• **Tarefas**:
A – De acordo com o trecho selecionado sobre a Starlink, qual é o cargo de Marzio Laurenti?
B – Com base no trecho selecionado sobre a Starlink, explique por que Laurenti afirma que a própria Marinha deveria estar atenta aos documentos do contrato. Responda em uma a três frases.
C – Transcreva do trecho selecionado sobre a Starlink a parte que começa em "Em outras palavras, o" e termina em "equipamento é produzido.", sem alterar nada.

• **Trecho selecionado**:
Em outras palavras, o equipamento é destinado ao uso civil e sua aquisição e modificação para uso militar pode causar problemas para empresa e cliente com as próprias autoridades de comércio exterior dos EUA, onde o equipamento é produzido.
De acordo com documento da Starlink, obtido pela Folha, as intermediárias que participam em licitações na área de Defesa devem submeter as propostas para a empresa de Musk.
“A Starlink reserva o direito de encerrar ou suspender os serviços em resposta a violações dessas certificações por sua empresa ou pelo cliente governamental”, diz outro trecho do documento.
O jornal supracitado ouviu dois empresários envolvidos no negócio. Luis Fernando Zocca é sócio da CSLV Telecomunicações, que não tem a autorização da Starlink mas obteve acesso às antenas para revendê-las à Marinha. Já Marzio Laurenti é CEO da Telespazio Brasil, uma das quatro empresas certificadas por Elon Musk. Cada um defendeu seu próprio interesse.
Laurenti afirmou que quem deveria estar atento aos documentos do contrato é a própria Marinha, uma vez que a Starlink, podendo romper as relações em caso de descumprimento do documento de venda, poderia simplesmente cortar a internet dos navios brasileiros em atitude amparada pelas autoridades dos EUA. Ele defende que o cliente garanta que só empresas autorizadas participem de certames como esse.
Zocca, por outro lado, analisa que se as licitações ficarem restritas às poucas empresas autorizadas, seria criada uma espécie de reserva de mercado que quebraria os pequenos e médios fornecedores. Ele argumenta que as grandes empresas nem sempre se interessam por demandas do serviço público.

• **Linhas**:

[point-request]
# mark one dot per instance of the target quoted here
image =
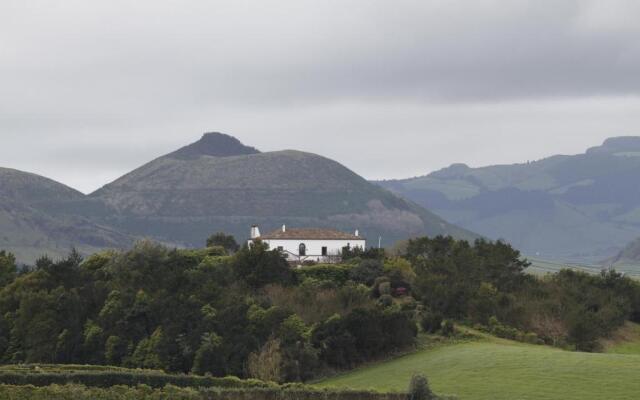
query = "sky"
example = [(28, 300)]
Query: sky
[(92, 89)]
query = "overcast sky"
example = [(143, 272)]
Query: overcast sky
[(92, 89)]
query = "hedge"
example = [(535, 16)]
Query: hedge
[(79, 392), (112, 378)]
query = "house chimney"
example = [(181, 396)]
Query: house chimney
[(255, 232)]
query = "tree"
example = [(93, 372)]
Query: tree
[(228, 242), (367, 271), (267, 363), (259, 266), (7, 268), (208, 358)]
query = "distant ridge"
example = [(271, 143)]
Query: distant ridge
[(213, 144), (214, 184), (218, 183), (33, 222), (581, 208)]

• **Respostas**:
A – Marzio Laurenti é CEO da Telespazio Brasil.

B – A Starlink pode romper as relações se o documento de venda for descumprido. Assim, poderia simplesmente cortar a internet dos navios brasileiros, em atitude amparada pelas autoridades dos EUA.

C –
Em outras palavras, o equipamento é destinado ao uso civil e sua aquisição e modificação para uso militar pode causar problemas para empresa e cliente com as próprias autoridades de comércio exterior dos EUA, onde o equipamento é produzido.